**DATASET**:
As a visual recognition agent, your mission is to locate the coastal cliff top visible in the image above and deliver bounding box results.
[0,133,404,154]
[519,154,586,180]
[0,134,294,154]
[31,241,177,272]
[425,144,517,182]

**GIVEN REQUEST**:
Turn the records above into a numbered list, leaving out any blank lines.

**RESPONSE**:
1. As a visual recognition agent, your mission is to locate the coastal cliff top visible in the image above and deliver bounding box results.
2. [0,133,404,154]
3. [519,154,586,180]
4. [0,134,294,154]
5. [31,241,177,272]
6. [425,144,517,182]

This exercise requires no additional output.